[Records drawn from a data source]
• • • • •
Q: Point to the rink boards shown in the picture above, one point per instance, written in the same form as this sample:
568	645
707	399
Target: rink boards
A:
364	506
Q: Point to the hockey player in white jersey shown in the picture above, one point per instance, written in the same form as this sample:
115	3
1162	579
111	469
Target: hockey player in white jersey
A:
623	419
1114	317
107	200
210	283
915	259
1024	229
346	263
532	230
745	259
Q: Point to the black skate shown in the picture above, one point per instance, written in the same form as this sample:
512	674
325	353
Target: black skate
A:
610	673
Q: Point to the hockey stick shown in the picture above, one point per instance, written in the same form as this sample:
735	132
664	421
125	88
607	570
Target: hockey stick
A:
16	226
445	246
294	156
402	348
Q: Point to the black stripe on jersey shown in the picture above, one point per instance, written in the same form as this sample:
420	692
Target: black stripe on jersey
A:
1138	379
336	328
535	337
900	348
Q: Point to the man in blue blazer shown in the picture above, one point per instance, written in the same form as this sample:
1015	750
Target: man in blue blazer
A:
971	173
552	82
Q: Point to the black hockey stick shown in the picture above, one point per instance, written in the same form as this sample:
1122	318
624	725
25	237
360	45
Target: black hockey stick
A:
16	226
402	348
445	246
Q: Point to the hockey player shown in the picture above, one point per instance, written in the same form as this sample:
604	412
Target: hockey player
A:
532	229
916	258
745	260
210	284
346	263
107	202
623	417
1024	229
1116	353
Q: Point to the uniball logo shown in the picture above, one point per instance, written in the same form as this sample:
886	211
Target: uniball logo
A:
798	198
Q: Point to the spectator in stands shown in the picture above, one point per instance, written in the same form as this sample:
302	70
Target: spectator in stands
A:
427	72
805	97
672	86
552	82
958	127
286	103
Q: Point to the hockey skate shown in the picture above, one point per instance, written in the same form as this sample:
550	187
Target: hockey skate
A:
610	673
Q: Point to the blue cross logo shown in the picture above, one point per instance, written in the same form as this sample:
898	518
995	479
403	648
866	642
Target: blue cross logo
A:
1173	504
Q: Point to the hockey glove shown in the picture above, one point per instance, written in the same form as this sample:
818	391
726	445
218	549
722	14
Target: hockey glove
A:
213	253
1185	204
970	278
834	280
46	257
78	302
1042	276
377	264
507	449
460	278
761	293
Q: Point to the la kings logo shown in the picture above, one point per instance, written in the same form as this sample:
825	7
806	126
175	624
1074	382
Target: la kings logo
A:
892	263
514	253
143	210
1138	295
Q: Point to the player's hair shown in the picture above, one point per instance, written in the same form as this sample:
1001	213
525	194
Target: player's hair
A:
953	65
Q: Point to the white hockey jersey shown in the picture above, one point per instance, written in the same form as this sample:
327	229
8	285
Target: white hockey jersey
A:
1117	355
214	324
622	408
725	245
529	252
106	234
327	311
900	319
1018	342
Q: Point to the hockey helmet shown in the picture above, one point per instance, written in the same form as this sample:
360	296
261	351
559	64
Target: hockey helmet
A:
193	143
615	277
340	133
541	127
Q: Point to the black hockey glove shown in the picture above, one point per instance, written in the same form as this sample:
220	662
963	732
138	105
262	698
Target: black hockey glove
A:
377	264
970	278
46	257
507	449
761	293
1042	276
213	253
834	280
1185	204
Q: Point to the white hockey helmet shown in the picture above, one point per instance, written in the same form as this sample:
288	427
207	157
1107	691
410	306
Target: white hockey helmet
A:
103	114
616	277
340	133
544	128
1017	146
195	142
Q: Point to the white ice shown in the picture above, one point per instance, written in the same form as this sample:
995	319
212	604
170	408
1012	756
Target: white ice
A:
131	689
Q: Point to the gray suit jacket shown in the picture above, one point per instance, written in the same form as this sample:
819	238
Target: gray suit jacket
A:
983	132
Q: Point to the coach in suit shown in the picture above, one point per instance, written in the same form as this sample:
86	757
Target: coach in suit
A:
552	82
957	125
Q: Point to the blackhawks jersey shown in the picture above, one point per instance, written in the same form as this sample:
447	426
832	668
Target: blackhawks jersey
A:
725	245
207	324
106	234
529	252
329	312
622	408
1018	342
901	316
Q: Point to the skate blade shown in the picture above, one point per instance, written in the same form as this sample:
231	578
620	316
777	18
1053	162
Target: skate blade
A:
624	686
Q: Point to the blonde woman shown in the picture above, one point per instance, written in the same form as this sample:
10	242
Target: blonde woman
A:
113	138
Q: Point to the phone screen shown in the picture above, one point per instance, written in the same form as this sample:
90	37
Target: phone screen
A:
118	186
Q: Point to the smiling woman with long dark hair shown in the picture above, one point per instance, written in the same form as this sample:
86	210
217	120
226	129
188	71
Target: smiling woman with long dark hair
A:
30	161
• • • • •
◆ TASK REQUIREMENTS ◆
Please output every line of the data above, reproducing each one without any change.

◆ FINAL RESULT ◆
Q: Point to the rink boards shown in the picture above, one point per instance, written in the same form as this sample:
568	645
707	399
Target: rink boards
A:
364	506
Q: Point to the hockey player in white jersey shown in the picture above, one point per instance, written in the same form as this sample:
115	3
1162	579
111	469
Target: hockey player in white jersey
A:
623	419
1114	317
107	200
210	283
915	259
1024	229
346	263
532	230
745	259
Q: Point to the black skate shown in the picture above, one point per instance, written in the same form as this sample:
512	674
325	353
Target: black skate
A:
610	673
Q: Point to the hockey stick shown in the picture above, one point per instance, written in the same form as this sample:
735	132
664	421
125	88
607	570
Target: hockey stick
A:
16	226
445	246
294	156
402	348
Q: Point to the black stripe on jersey shown in the picture above, one point per instance, written in the same form as this sample:
420	692
Target: black stripe on jersey
A:
1138	379
336	328
535	337
900	348
Q: Point to the man in blue blazer shown in the picture above, one point per instance, written in the same form as this sample:
1015	750
Target: man in blue blazer
A:
971	173
552	82
Q: Point to the black hockey stick shown in the picture above, one point per instance, written in the same form as this sample:
1122	318
624	725
25	237
360	45
Target: black hockey stick
A:
16	226
402	348
445	246
Q: Point to the hockey player shown in the picture above, one point per instance, written in the same form as this sample:
604	412
Target: hockey player
A:
532	229
916	258
745	260
210	284
346	263
107	202
623	417
1024	229
1116	353
Q: Point to the uniball logo shown in the picture above, one point per instance, written in the same form as this sample:
886	211
Target: uniball logo
A:
798	198
Q: Point to the spectator in stands shown in the picture above, one point per instance, written in the same form as this sample:
302	70
Target: spectator in stands
A:
427	72
805	97
672	86
552	82
958	127
286	103
Q: Point to the hockey skate shown in the picture above, one point per instance, written in the same form as this sample:
550	187
Target: hockey skate
A:
610	673
Q: Point to the blue cross logo shown in the picture above, one point per instance, written in the same form as this sample:
898	518
995	479
403	648
866	642
Target: blue cross logo
A:
1173	504
Q: Point to the hockey glove shown in the picture above, one point per instance, written in the same form as this sample:
818	391
726	445
218	549
722	14
Target: hockey glove
A:
213	253
1185	204
970	278
834	280
46	257
78	302
1042	276
377	264
507	449
460	278
761	293
Q: Point to the la kings logo shown in the picture above, one point per instance, written in the same form as this sample:
825	7
806	126
175	624
1074	382
Target: la kings logo
A:
892	263
514	253
143	210
1138	295
Q: Point to the player's hair shown in the picture above, one point per instance, written in the same form as this sample:
1001	213
525	194
Target: player's hair
A:
953	65
Q: Point to the white hockey jersey shown in the picture above, one point per instance, written in the same form as this sample:
327	229
8	285
Target: white hockey jersey
A:
1117	355
214	324
622	408
725	245
529	252
106	234
327	311
900	319
1018	342
Q: Point to the hockey helmet shown in the picture above, one point per instance, written in the same form as this sample:
360	296
261	351
559	64
Target: hockey helmet
A:
193	143
615	277
340	133
541	127
Q: Point to the black hockey glove shown in the picture above, one point per instance, written in the same form as this sample:
220	662
963	732
138	105
262	698
Target: black hockey glove
A:
377	264
970	278
46	257
507	449
761	293
1042	276
213	253
834	280
1185	204
Q: Point to the white hockey helmet shown in the picture above, one point per instance, written in the same form as this sample:
288	427
207	157
1107	691
410	306
Target: white hockey helmet
A:
103	114
616	277
340	133
544	128
1017	146
195	142
Q: Point to the white ice shown in the picture above, one point per instance, written in the same form as this sample:
995	319
212	604
170	408
1012	756
Target: white ice
A:
131	689
Q: Point to the gray suit jacket shown in the picture above, one point per instance, written in the same form as this sample:
819	238
Target: gray suit jacket
A:
983	132
Q: Point to the coach in suit shown in the picture above, one point per instance, written in the same form as this sample:
86	757
Target: coach in suit
A:
552	82
957	125
Q: Point to the blackhawks jersey shown in the picture above, one point per instance, written in the same form as this sample:
447	426
832	668
Target: blackhawks jersey
A:
725	245
207	324
106	234
529	252
329	312
622	408
1018	342
901	316
Q: Point to the skate blade shown in the picture above, one point per instance, written in the same form as this sample:
231	578
620	316
777	18
1053	162
Target: skate blade
A:
624	686
Q: Point to the blonde woman shown in the picture above, one point per instance, written in the same form as this sample:
10	242
Target: blonde woman
A:
113	138
Q: Point to the phone screen shown in the picture above, one point per instance, written in the same form as this sample:
90	37
Target: phone screen
A:
118	186
Q: Point to the smiling woman with long dark hair shown in the picture above, one point per instance, written in the same form as this sample:
86	210
217	120
226	129
188	71
Target: smiling woman with long dark hair
A:
30	161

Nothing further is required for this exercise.